**What is expected**
Write out exactly, please, the lines from the one containing "In this exercise you will mark the man's face" to the end of the material.

#### Data shown

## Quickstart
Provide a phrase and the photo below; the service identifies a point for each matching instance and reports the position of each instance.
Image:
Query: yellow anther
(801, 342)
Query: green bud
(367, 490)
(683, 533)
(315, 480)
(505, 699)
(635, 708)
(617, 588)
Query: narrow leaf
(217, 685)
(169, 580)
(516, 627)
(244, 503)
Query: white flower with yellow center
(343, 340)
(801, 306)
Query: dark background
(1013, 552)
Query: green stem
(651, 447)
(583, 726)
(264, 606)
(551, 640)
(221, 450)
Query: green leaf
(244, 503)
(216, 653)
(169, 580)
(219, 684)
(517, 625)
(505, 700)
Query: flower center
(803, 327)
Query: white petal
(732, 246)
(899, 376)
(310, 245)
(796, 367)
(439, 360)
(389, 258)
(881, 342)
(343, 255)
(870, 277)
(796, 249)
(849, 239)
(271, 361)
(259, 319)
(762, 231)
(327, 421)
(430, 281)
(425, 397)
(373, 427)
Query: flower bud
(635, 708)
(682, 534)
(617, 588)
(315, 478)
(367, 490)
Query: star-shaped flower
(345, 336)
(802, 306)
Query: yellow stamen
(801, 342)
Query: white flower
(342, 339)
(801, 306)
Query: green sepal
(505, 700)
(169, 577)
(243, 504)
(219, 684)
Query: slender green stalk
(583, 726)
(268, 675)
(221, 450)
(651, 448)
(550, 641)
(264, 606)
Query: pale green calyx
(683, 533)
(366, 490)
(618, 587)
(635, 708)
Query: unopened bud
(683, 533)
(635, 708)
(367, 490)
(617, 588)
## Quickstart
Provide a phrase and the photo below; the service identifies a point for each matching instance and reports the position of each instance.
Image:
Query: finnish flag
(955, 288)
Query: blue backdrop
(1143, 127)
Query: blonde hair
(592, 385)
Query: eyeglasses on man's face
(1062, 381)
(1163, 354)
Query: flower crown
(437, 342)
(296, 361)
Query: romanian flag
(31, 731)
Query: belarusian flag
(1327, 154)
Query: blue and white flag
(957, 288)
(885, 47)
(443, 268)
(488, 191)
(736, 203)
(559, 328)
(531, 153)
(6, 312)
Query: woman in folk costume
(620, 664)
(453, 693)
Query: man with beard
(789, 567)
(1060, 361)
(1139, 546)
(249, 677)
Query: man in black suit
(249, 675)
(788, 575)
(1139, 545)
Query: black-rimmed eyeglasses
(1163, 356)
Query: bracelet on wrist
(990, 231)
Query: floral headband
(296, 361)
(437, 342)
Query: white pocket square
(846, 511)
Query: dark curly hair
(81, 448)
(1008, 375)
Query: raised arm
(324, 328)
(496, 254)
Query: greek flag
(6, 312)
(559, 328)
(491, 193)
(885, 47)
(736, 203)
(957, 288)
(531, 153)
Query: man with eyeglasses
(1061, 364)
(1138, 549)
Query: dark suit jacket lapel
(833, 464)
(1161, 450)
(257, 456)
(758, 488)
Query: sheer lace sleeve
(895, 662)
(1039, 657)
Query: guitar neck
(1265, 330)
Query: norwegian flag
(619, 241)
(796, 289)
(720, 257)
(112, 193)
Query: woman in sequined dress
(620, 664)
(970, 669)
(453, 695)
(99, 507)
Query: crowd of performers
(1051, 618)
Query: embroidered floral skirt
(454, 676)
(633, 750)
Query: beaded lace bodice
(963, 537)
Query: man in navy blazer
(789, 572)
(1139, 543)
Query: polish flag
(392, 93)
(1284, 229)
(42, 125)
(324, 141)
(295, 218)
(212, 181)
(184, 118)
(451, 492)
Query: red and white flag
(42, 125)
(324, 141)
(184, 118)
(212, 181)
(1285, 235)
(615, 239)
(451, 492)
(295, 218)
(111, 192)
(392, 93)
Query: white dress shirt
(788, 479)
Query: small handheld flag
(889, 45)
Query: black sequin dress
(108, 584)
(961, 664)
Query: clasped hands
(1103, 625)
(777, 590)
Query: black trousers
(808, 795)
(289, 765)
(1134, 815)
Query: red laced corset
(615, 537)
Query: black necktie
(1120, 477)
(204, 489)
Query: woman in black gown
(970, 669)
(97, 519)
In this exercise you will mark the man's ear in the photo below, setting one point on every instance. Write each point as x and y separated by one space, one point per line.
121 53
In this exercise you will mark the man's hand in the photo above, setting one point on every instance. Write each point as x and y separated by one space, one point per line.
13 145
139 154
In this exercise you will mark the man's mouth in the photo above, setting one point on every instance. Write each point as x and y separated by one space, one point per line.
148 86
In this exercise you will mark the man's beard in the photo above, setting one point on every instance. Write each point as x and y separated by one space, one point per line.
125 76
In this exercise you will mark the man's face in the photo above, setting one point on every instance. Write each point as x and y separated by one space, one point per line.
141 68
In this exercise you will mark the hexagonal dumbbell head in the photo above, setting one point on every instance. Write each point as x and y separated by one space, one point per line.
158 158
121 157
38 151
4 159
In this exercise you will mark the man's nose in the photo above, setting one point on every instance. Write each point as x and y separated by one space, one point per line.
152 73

########

**Solution for this exercise**
In this exercise you will mark the man's face in the photo above, setting one point on every instance. Write each point as x and y separated by one space, one point per line.
141 68
In this exercise you will mark the hexagonal dumbbell head in the photo above, setting one point on every instance. Write each point as x and y separated by one space, one point per line.
158 158
121 157
38 151
4 159
In this exercise you will mark the man's nose in the photo above, setting one point on every instance. Write each point as x and y separated by one space, one point per line.
152 73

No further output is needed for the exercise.